## Exercise material
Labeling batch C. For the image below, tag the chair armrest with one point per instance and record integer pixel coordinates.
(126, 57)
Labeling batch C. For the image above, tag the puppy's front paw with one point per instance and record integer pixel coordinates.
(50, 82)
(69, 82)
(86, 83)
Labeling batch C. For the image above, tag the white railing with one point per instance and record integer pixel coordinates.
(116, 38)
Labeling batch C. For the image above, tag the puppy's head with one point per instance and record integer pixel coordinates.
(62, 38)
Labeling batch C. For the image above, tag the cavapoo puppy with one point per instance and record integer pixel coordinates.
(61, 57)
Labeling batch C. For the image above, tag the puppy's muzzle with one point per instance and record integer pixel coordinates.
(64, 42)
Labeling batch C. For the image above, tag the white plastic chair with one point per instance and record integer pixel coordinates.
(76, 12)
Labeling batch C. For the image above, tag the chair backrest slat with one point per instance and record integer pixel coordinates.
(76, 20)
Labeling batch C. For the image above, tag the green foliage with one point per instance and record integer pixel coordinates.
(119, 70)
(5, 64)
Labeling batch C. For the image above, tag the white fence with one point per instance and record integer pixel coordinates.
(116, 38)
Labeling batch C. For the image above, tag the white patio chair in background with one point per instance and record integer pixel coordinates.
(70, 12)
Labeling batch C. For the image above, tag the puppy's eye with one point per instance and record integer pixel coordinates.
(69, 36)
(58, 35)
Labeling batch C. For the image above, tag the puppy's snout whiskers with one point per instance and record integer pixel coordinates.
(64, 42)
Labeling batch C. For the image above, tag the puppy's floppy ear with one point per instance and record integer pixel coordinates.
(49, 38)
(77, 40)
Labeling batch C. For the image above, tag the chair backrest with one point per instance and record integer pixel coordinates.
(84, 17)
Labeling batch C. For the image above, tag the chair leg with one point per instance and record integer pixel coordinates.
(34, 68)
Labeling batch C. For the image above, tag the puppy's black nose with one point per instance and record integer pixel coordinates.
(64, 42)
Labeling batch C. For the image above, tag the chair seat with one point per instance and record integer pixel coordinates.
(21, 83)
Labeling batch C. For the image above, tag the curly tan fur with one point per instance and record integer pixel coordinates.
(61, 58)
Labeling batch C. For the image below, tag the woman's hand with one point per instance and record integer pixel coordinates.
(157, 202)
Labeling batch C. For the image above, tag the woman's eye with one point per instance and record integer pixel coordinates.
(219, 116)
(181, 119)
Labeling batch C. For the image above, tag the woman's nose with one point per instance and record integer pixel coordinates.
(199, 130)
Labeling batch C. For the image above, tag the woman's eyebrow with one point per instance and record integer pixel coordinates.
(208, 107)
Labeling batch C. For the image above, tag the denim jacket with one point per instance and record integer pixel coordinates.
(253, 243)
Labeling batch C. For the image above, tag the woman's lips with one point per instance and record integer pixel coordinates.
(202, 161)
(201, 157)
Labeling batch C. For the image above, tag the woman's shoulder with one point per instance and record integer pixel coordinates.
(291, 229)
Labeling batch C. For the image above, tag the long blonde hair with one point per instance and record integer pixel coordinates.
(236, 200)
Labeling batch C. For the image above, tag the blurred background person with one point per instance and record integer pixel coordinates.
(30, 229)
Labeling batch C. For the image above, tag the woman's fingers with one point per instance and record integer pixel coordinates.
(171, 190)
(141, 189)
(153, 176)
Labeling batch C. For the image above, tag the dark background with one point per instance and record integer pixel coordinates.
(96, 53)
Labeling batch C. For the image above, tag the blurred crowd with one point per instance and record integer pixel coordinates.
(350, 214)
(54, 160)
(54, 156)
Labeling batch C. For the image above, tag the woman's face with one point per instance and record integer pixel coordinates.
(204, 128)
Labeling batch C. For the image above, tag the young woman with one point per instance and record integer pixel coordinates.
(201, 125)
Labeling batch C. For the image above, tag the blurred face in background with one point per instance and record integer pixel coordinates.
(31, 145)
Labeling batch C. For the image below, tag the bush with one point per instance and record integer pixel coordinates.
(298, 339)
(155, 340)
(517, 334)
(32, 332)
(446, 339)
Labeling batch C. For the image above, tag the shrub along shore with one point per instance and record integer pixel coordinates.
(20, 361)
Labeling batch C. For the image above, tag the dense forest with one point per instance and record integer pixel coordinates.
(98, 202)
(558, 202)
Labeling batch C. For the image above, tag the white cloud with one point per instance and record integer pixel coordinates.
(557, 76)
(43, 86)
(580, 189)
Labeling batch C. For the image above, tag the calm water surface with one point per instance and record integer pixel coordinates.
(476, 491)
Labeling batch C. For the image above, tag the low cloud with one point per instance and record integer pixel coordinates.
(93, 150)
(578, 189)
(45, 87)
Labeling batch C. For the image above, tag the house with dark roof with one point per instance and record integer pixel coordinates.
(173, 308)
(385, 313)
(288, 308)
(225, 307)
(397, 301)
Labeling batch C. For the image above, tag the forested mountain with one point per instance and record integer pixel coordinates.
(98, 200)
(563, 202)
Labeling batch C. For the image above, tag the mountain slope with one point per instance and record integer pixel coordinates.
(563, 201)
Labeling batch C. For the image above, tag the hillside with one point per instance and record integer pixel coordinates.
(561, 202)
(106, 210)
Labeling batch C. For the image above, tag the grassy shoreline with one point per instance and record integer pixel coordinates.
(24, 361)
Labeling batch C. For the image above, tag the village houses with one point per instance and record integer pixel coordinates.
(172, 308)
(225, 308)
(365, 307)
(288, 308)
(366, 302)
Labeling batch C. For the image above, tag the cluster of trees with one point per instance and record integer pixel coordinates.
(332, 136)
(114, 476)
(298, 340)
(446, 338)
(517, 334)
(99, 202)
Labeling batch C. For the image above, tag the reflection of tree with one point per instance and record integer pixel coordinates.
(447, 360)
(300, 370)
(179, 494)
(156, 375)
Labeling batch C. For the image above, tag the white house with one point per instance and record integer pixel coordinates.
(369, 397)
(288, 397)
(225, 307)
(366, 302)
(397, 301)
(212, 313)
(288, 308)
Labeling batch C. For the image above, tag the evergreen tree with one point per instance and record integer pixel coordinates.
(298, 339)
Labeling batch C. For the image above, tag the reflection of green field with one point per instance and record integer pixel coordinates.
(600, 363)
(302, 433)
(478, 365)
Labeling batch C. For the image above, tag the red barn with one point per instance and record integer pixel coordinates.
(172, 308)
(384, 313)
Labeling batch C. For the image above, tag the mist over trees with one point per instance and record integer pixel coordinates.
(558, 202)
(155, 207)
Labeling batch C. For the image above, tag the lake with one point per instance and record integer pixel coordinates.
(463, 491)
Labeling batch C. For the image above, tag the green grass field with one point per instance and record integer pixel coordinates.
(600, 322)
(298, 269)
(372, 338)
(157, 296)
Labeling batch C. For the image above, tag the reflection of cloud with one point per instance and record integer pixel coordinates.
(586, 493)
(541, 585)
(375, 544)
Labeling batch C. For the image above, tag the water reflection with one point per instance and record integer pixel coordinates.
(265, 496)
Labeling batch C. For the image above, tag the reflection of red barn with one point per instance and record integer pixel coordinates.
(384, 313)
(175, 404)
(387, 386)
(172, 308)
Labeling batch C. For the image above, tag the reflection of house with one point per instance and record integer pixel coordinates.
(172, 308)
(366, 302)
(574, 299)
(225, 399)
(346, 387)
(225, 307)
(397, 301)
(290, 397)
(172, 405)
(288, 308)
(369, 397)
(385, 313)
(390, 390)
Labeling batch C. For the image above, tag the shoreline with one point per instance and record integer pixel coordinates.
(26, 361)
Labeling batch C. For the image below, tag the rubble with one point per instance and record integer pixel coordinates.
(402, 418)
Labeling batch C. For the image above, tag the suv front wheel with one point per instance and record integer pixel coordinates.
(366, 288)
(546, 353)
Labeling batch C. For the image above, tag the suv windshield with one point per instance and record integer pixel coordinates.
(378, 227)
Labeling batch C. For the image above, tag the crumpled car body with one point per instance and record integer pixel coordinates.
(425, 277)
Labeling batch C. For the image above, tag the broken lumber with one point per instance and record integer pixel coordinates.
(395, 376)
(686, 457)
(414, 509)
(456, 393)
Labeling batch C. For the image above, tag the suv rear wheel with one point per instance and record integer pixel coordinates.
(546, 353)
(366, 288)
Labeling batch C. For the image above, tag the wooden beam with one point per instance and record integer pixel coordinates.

## Given exercise
Print exactly the lines above, starting at the line that contains "Labeling batch C. For the image above, tag the water" and ending with the last line of the records, both included.

## Right answer
Labeling batch C. For the image above, tag the water reflection with one point per instance and record integer pixel coordinates.
(265, 496)
Labeling batch C. For the image above, tag the reflection of red barn with one point per instance and record integer pixel coordinates.
(384, 313)
(175, 404)
(387, 386)
(172, 308)
Labeling batch C. For the image above, tag the reflection of house with one point per instance and record integer pixel coordinates.
(172, 308)
(366, 302)
(574, 299)
(225, 399)
(346, 387)
(225, 307)
(397, 301)
(290, 397)
(172, 405)
(288, 308)
(369, 397)
(385, 313)
(390, 390)
Labeling batch C. For the image above, tag the shoreline with one point per instance and record integer pixel coordinates.
(26, 361)
Labeling batch C. For the image below, tag the rubble with one point per instance and record integer pixel coordinates.
(402, 418)
Labeling batch C. For the image above, tag the suv front wheel with one point per instance and record integer pixel coordinates.
(366, 288)
(546, 353)
Labeling batch C. For the image above, tag the suv windshield with one point per instance and record integer pixel coordinates.
(378, 227)
Labeling batch C. For the image above, tag the crumpled car body with one point per instance and record integer pixel coordinates.
(425, 277)
Labeling batch C. For the image above, tag the broken lumber with one point per instance and record integer pixel coordinates.
(395, 376)
(686, 457)
(414, 509)
(456, 393)
Labeling batch C. For the image above, tag the suv rear wheel with one point per instance and record integer pixel coordinates.
(546, 353)
(366, 288)
Labeling batch C. For the image above, tag the wooden beam with one point per instance and record integer pixel coordinates.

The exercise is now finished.